> _EXERCISE INSTRUCTIONS_: Lay out the listing as a numbered list, from its first line through the line that contains "x=587 y=228", both included. Leave out any blank lines.

> _DATA SHOWN_:

──────────

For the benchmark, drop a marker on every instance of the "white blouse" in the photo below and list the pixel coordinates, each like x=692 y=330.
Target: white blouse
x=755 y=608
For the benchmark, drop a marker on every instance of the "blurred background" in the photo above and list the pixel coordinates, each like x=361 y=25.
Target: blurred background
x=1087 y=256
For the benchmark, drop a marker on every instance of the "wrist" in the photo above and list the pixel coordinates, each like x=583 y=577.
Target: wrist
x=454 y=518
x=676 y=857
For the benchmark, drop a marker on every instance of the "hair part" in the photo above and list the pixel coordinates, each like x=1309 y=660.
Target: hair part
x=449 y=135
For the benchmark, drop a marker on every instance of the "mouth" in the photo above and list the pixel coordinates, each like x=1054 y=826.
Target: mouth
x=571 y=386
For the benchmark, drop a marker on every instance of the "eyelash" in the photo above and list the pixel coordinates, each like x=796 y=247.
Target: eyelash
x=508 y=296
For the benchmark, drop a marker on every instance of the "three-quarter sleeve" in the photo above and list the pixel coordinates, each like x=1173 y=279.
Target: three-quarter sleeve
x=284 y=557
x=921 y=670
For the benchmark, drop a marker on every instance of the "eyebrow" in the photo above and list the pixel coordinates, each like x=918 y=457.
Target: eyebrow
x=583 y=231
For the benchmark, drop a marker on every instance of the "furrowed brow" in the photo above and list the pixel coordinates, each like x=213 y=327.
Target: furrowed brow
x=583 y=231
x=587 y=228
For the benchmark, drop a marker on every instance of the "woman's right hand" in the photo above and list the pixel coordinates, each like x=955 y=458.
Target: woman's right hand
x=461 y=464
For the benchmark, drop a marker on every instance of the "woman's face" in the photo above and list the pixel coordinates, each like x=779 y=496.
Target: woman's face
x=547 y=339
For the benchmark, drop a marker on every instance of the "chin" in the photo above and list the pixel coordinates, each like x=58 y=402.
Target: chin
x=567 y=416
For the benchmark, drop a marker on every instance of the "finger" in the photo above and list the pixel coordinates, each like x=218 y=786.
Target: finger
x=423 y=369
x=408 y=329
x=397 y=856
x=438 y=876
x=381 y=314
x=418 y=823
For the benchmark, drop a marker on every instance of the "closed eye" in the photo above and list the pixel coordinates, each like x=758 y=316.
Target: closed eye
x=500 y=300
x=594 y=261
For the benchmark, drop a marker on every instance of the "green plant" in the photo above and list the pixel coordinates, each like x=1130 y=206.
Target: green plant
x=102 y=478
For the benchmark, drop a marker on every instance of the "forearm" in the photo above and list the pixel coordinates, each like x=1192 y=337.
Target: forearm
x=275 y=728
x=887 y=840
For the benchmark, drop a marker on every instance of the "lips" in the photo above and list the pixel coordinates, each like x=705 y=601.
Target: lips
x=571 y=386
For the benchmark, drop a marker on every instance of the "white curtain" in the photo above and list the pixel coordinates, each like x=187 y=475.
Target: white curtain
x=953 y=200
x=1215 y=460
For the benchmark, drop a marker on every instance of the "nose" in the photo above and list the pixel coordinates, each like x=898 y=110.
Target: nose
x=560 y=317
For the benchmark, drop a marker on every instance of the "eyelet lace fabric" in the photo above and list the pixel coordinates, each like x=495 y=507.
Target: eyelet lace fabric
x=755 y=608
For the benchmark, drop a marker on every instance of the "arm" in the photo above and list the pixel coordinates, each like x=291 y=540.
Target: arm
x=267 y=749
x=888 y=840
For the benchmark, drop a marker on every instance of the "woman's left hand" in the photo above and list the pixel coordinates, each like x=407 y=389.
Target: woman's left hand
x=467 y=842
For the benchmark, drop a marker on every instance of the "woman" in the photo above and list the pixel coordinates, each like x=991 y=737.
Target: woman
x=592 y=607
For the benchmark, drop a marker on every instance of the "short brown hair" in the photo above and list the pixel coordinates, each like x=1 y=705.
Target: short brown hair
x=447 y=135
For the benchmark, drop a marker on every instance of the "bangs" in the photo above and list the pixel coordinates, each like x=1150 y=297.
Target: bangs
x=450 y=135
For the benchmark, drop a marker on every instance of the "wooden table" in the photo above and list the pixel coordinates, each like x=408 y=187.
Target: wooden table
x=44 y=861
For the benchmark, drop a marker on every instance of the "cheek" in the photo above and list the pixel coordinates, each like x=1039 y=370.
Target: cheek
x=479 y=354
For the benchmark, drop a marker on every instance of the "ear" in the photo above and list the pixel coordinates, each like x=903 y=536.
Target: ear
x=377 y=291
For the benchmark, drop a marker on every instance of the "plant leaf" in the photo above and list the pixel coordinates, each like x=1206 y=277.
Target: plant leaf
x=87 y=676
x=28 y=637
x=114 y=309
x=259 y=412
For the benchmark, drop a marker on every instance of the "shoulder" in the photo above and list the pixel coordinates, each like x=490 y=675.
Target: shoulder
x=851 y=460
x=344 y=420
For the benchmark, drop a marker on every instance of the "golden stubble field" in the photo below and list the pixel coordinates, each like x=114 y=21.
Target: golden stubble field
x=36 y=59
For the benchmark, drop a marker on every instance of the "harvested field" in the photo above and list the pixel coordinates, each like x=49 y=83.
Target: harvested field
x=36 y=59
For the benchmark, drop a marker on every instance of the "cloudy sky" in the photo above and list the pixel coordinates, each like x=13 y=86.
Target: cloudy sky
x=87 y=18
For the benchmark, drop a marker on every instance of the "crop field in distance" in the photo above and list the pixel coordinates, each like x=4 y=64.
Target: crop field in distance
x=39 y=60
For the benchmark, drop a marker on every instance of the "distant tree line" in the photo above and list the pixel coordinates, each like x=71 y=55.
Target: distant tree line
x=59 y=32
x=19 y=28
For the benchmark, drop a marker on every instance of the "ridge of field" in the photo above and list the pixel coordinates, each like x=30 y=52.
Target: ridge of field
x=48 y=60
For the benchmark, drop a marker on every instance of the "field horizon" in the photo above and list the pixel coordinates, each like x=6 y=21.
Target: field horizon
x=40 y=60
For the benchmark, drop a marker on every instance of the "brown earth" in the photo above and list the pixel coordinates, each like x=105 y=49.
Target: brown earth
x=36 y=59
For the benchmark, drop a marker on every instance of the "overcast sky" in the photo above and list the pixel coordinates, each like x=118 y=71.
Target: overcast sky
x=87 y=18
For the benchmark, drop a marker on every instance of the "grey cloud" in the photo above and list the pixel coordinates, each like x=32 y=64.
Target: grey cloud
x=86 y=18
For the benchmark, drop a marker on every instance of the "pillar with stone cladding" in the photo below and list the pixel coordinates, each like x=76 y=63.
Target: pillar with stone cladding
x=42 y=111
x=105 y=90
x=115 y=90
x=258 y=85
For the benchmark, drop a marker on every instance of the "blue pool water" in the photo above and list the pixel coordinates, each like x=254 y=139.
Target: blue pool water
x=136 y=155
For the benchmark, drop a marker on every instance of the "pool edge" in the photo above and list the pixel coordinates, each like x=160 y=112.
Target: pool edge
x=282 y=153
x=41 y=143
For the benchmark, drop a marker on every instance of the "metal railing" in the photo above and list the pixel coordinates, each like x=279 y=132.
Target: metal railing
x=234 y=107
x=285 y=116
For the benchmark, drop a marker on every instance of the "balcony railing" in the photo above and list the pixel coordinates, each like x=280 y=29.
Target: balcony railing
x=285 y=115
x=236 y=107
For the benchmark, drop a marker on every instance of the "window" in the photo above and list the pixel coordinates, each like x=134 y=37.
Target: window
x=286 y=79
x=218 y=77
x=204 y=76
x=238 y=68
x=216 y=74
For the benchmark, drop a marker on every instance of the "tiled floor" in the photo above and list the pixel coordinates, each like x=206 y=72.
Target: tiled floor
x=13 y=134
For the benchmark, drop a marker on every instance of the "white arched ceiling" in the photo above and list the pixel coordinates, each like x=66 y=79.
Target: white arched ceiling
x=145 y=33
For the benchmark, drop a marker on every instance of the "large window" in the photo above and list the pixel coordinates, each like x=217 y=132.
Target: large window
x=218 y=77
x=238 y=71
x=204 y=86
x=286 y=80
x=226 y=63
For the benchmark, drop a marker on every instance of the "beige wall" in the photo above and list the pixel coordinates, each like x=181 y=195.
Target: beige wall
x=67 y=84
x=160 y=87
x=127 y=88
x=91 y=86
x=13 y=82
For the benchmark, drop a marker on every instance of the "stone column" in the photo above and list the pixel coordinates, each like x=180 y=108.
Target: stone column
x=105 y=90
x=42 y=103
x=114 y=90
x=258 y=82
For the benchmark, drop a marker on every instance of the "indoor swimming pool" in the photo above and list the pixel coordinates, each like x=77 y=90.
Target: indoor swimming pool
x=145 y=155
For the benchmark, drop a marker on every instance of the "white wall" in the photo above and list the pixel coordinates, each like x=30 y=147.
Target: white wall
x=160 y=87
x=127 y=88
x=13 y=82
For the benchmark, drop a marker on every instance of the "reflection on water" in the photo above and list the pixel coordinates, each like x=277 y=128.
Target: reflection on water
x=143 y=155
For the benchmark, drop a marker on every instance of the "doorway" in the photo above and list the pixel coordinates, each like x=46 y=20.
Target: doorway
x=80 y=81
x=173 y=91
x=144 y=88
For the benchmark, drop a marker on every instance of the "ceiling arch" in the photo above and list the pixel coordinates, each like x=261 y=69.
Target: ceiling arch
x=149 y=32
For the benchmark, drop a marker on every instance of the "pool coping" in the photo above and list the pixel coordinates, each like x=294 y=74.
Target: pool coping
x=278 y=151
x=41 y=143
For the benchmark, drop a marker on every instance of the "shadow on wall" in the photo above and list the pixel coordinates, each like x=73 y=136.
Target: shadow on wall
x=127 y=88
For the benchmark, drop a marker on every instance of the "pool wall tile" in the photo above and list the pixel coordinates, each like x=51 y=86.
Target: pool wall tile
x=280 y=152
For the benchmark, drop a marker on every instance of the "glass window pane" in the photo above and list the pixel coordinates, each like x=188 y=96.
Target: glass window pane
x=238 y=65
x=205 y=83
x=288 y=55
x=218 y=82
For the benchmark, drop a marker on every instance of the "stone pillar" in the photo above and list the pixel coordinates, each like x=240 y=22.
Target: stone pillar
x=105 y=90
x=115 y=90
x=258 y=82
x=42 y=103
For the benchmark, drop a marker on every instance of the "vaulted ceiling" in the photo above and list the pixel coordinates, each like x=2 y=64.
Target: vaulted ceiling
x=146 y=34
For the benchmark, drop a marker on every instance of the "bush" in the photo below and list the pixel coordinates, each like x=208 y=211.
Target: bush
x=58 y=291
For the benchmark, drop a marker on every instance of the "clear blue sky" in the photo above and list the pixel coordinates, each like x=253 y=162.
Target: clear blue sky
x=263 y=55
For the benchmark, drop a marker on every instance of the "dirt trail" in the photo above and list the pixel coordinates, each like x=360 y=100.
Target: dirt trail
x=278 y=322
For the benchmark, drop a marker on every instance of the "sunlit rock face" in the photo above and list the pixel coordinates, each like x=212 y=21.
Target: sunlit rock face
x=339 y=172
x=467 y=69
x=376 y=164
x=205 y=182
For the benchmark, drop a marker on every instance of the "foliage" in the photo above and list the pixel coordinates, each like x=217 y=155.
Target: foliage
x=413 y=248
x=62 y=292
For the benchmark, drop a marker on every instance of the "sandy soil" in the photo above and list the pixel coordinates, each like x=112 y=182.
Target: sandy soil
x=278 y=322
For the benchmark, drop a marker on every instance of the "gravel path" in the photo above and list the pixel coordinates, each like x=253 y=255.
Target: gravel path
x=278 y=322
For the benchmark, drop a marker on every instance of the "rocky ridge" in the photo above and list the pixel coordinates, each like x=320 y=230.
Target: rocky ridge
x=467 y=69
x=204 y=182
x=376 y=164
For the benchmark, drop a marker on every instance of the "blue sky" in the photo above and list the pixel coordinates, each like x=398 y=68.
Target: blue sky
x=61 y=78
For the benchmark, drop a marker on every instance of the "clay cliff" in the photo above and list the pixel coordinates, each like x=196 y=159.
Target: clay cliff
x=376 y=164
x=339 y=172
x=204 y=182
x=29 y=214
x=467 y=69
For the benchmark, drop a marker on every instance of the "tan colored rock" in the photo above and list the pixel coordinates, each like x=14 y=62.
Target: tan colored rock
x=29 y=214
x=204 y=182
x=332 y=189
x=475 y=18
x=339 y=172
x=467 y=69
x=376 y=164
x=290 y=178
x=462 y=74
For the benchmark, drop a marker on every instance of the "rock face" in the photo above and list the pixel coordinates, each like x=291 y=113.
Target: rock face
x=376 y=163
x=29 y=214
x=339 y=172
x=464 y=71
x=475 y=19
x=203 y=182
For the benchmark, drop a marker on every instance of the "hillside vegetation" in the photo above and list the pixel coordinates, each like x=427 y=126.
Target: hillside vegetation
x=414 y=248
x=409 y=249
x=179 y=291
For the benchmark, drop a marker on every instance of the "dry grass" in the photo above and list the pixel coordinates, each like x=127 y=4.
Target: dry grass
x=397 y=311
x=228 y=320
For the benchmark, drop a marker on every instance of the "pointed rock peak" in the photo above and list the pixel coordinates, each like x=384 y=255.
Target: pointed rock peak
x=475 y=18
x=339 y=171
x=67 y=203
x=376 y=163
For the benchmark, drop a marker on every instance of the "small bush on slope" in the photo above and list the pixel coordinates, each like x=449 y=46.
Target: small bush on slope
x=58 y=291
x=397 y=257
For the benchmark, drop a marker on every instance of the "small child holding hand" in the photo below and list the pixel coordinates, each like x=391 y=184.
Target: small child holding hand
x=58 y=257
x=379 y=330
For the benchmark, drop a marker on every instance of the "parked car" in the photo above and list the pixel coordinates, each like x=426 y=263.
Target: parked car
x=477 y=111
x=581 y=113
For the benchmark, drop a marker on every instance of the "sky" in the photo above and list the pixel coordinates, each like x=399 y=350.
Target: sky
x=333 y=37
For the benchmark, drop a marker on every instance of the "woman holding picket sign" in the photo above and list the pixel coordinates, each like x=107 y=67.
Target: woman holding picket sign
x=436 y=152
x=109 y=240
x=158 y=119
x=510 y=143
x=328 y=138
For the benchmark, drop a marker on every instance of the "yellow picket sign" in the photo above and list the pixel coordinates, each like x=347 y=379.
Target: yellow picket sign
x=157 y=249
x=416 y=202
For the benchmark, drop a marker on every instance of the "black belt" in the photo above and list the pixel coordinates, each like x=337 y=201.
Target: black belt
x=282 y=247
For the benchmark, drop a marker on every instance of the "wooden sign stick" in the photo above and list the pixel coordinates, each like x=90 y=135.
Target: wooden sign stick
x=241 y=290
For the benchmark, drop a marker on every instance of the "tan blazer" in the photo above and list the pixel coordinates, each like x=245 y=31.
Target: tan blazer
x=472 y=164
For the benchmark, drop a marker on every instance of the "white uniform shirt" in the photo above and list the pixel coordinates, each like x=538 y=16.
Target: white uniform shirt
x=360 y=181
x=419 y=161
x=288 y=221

──────────

> _WRITTEN RESPONSE_:
1. For the benchmark, drop a marker on every instance of the "white blouse" in the photo below and list the pixel coordinates, each like x=692 y=330.
2. Target: white blouse
3. x=755 y=608
4. For the benchmark, drop a marker on every instance of the "blurred background" in the photo above and list the pixel coordinates, each like x=361 y=25.
5. Target: blurred background
6. x=1087 y=256
7. For the benchmark, drop a marker on every instance of the "wrist" in the photo above and list the pixel coordinates, each like x=583 y=577.
8. Target: wrist
9. x=454 y=518
10. x=676 y=857
11. For the benchmark, drop a marker on every instance of the "hair part" in the photo above and list the pixel coordinates, each like x=1309 y=660.
12. Target: hair part
13. x=449 y=135
14. For the benchmark, drop a marker on every instance of the "mouth" in the photo above and list the pixel coordinates, each like x=1054 y=826.
15. Target: mouth
16. x=571 y=386
17. For the benchmark, drop a marker on every instance of the "eyelash" in the photo above and list the pixel coordinates, each like x=796 y=247.
18. Target: eyelash
19. x=508 y=296
20. For the benchmark, drop a marker on every instance of the "three-quarter sleeve" in the photo above and list the pixel coordinates, each like x=1173 y=279.
21. Target: three-quarter sleeve
22. x=284 y=557
23. x=921 y=670
24. For the benchmark, drop a marker on every instance of the "eyebrow" in the photo above and list the pixel coordinates, each like x=918 y=457.
25. Target: eyebrow
26. x=583 y=231
27. For the benchmark, drop a marker on every instance of the "furrowed brow" in the photo above and list the pixel coordinates, each like x=213 y=327.
28. Target: furrowed brow
29. x=583 y=231
30. x=587 y=228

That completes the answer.